» Article
This a tip, not a question. It's incredibly hard to find how to do this using google, since apparently google's search engine can't tell...
Anyway this bash script takes a URL as an argument, downloads it, extracts all of the hyperlinks from it, and then uses wget in spider mode to check if the hyperlink is still good.
Very useful for checking "links pages" and rss feeds.
Code is heavily commented
Code:
#!/bin/bash
# get the basename of the URL
RSSFILE=${1##*/}
#make sure it doesn't exist (by deleting it)
rm $RSSFILE
#download the URL
wget $1
# takes the argument from the command line and finds urls in it.
# awk takes the fields in the line and turns every field into a record....
# Then it matches the records that start with url
# If the separator is " then there are three fields in the record that we are looking for:
# $1 contains the part to the left of the first double quote, url=
# $2 contains the url and
# $3 contains the part to the right of the second double quote, which is an empty string...

» Provided material
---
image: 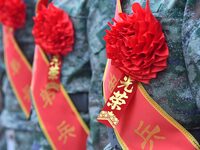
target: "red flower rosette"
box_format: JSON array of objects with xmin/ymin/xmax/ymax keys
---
[
  {"xmin": 32, "ymin": 3, "xmax": 74, "ymax": 90},
  {"xmin": 0, "ymin": 0, "xmax": 26, "ymax": 29},
  {"xmin": 104, "ymin": 0, "xmax": 169, "ymax": 84}
]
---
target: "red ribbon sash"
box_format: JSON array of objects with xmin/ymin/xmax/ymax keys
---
[
  {"xmin": 97, "ymin": 0, "xmax": 200, "ymax": 150},
  {"xmin": 31, "ymin": 46, "xmax": 89, "ymax": 150},
  {"xmin": 3, "ymin": 26, "xmax": 32, "ymax": 118}
]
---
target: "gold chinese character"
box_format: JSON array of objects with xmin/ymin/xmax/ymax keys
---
[
  {"xmin": 107, "ymin": 91, "xmax": 128, "ymax": 110},
  {"xmin": 40, "ymin": 85, "xmax": 56, "ymax": 108},
  {"xmin": 10, "ymin": 59, "xmax": 21, "ymax": 76},
  {"xmin": 134, "ymin": 121, "xmax": 165, "ymax": 150},
  {"xmin": 57, "ymin": 121, "xmax": 76, "ymax": 144},
  {"xmin": 22, "ymin": 85, "xmax": 30, "ymax": 101},
  {"xmin": 48, "ymin": 56, "xmax": 60, "ymax": 80},
  {"xmin": 108, "ymin": 74, "xmax": 117, "ymax": 92},
  {"xmin": 117, "ymin": 76, "xmax": 133, "ymax": 93}
]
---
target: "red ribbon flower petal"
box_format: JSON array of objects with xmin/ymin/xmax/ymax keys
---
[
  {"xmin": 0, "ymin": 0, "xmax": 26, "ymax": 29},
  {"xmin": 33, "ymin": 3, "xmax": 74, "ymax": 55},
  {"xmin": 104, "ymin": 0, "xmax": 169, "ymax": 84}
]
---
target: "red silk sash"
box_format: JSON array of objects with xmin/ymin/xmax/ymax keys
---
[
  {"xmin": 31, "ymin": 46, "xmax": 89, "ymax": 150},
  {"xmin": 98, "ymin": 0, "xmax": 200, "ymax": 150},
  {"xmin": 3, "ymin": 26, "xmax": 32, "ymax": 118}
]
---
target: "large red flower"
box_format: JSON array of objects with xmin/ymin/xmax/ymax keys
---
[
  {"xmin": 104, "ymin": 1, "xmax": 169, "ymax": 83},
  {"xmin": 33, "ymin": 3, "xmax": 74, "ymax": 55},
  {"xmin": 0, "ymin": 0, "xmax": 26, "ymax": 28}
]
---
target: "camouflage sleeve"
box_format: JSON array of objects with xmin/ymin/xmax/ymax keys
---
[
  {"xmin": 182, "ymin": 0, "xmax": 200, "ymax": 110},
  {"xmin": 87, "ymin": 0, "xmax": 119, "ymax": 149}
]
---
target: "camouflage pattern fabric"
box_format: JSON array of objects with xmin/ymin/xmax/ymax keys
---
[
  {"xmin": 0, "ymin": 0, "xmax": 49, "ymax": 150},
  {"xmin": 53, "ymin": 0, "xmax": 115, "ymax": 150},
  {"xmin": 108, "ymin": 0, "xmax": 200, "ymax": 149}
]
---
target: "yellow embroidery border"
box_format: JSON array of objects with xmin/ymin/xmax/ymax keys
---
[
  {"xmin": 31, "ymin": 48, "xmax": 90, "ymax": 149},
  {"xmin": 108, "ymin": 0, "xmax": 200, "ymax": 150},
  {"xmin": 138, "ymin": 83, "xmax": 200, "ymax": 149},
  {"xmin": 3, "ymin": 27, "xmax": 32, "ymax": 119},
  {"xmin": 39, "ymin": 48, "xmax": 89, "ymax": 134}
]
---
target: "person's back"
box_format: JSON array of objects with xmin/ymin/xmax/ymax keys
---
[
  {"xmin": 0, "ymin": 0, "xmax": 49, "ymax": 150},
  {"xmin": 106, "ymin": 0, "xmax": 200, "ymax": 148}
]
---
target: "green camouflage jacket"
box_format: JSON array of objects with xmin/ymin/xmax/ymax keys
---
[
  {"xmin": 108, "ymin": 0, "xmax": 200, "ymax": 148},
  {"xmin": 53, "ymin": 0, "xmax": 115, "ymax": 150},
  {"xmin": 0, "ymin": 0, "xmax": 48, "ymax": 150}
]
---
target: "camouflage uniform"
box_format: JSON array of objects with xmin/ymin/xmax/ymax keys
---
[
  {"xmin": 0, "ymin": 0, "xmax": 49, "ymax": 150},
  {"xmin": 49, "ymin": 0, "xmax": 115, "ymax": 150},
  {"xmin": 107, "ymin": 0, "xmax": 200, "ymax": 148}
]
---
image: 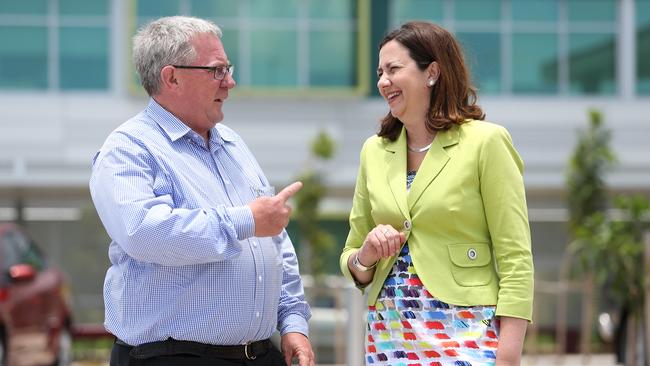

» Work instructions
Continue the forum post about the bash script that checks hyperlinks, starting right after its last line.

» Final answer
# RS=FS tells awk that the record separator is the same as the field separator
URL=$(awk 'BEGIN{RS=FS}/^href/{print $2"\n"}' FS='"' $RSSFILE)
# If href (html) turns up empty, then try again with url (used in rss)
if [ !$URL ];
then
URL=$(awk 'BEGIN{RS=FS}/^url/{print $2"\n"}' FS='"' $RSSFILE)
fi
for LINE in $URL
do
#if a url doesn't have 200 (OK status) print the URL and error message
wget -nv --spider $LINE 2>&1 | grep -v "200"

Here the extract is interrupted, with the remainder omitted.